● DO THIS: Print exactly the lines from the line with "Please locate the man's arm" to the last line of the data, please, both included.

++++

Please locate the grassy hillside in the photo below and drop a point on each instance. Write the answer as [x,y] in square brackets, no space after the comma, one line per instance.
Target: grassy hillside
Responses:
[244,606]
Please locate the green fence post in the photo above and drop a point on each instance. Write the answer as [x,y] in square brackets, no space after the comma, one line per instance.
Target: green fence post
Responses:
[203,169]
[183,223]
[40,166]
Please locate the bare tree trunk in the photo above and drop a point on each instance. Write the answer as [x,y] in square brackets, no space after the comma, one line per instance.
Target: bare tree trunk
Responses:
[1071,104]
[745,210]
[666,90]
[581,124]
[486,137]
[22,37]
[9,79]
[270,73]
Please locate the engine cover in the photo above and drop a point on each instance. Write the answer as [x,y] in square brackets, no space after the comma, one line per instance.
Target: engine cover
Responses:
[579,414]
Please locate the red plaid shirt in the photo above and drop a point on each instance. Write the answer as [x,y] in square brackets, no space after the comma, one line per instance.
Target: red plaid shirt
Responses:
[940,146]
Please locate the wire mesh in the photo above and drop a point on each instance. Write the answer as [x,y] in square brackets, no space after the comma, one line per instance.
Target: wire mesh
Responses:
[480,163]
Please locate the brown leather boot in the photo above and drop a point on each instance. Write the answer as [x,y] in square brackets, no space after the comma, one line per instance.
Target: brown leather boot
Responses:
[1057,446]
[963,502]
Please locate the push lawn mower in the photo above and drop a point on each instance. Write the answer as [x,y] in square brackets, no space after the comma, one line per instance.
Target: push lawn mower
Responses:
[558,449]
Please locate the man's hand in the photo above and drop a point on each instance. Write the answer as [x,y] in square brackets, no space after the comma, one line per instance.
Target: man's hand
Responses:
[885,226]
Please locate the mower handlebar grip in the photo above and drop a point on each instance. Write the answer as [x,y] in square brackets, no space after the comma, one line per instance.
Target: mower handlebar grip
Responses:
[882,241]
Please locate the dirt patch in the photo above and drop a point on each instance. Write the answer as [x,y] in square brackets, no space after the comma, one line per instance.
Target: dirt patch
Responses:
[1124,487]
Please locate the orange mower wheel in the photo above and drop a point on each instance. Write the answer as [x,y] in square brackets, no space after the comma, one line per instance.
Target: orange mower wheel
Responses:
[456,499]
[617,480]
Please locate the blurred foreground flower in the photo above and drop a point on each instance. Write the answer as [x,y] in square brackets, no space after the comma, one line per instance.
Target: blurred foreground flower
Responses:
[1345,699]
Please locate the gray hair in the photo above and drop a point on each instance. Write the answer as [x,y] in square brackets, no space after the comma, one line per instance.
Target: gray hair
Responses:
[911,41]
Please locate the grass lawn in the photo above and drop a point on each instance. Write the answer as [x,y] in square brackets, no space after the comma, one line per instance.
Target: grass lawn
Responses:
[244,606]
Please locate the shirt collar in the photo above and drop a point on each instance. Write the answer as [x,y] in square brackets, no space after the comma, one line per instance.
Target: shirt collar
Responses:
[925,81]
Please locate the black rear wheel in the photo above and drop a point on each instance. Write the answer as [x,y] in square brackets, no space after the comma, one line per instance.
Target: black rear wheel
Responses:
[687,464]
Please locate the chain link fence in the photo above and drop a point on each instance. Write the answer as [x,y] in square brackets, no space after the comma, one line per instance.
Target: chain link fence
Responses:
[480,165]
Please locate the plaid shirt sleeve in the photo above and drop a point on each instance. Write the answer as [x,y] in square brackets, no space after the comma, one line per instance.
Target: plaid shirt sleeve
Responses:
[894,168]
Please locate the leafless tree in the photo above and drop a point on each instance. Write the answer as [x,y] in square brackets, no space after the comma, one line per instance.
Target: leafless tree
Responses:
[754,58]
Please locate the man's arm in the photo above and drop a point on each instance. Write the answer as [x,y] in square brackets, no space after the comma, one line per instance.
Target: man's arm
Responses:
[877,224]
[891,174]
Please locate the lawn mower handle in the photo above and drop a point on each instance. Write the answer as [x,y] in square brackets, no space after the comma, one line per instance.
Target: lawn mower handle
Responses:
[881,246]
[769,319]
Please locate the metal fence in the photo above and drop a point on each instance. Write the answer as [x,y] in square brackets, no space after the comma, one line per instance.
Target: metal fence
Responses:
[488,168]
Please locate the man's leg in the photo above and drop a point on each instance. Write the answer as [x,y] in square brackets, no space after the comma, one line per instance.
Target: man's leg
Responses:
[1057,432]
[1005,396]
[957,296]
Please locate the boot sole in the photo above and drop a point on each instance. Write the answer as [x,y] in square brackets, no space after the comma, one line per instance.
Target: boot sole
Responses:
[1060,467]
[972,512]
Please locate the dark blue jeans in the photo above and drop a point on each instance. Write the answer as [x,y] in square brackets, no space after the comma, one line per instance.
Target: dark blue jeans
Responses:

++++

● SOLUTION:
Please locate the man's arm in the photo above and drop a point on each instance. Write the answer as [x,y] in square brackets, no space after the comma, one line per instance.
Target: man's arm
Responses:
[877,224]
[891,174]
Please locate the lawn mower handle in the photo above and drop a point on each instance. Write the answer as [x,y] in square brackets, no space after the comma, one line per instance.
Target: lawn mower handle
Responses:
[881,246]
[769,319]
Please locate the metal fence in the photo above and drop a point on each instance. Write the answer as [x,y] in square brackets, no space after the comma, one line per instance.
Target: metal fence
Responses:
[488,168]
Please locate the man's leg in the photo above and drop a point on each instance. Write the answer as [x,y] in square brackets, no space after the comma, one line per instance.
Target: man's leg
Responses:
[1057,432]
[1005,396]
[957,296]
Please locate the boot sole in the photo above and drop a point on each instance. Write the answer as [x,y] in square brackets, no space after the comma, one line per instance.
Target: boot sole
Responses:
[1060,467]
[972,512]
Please locate the dark blue jeans in the photo above and drop a point on each instance. Write the answer as [x,y] in square brackets, no space after the comma, one line per instance.
Target: dark blue jeans
Responses:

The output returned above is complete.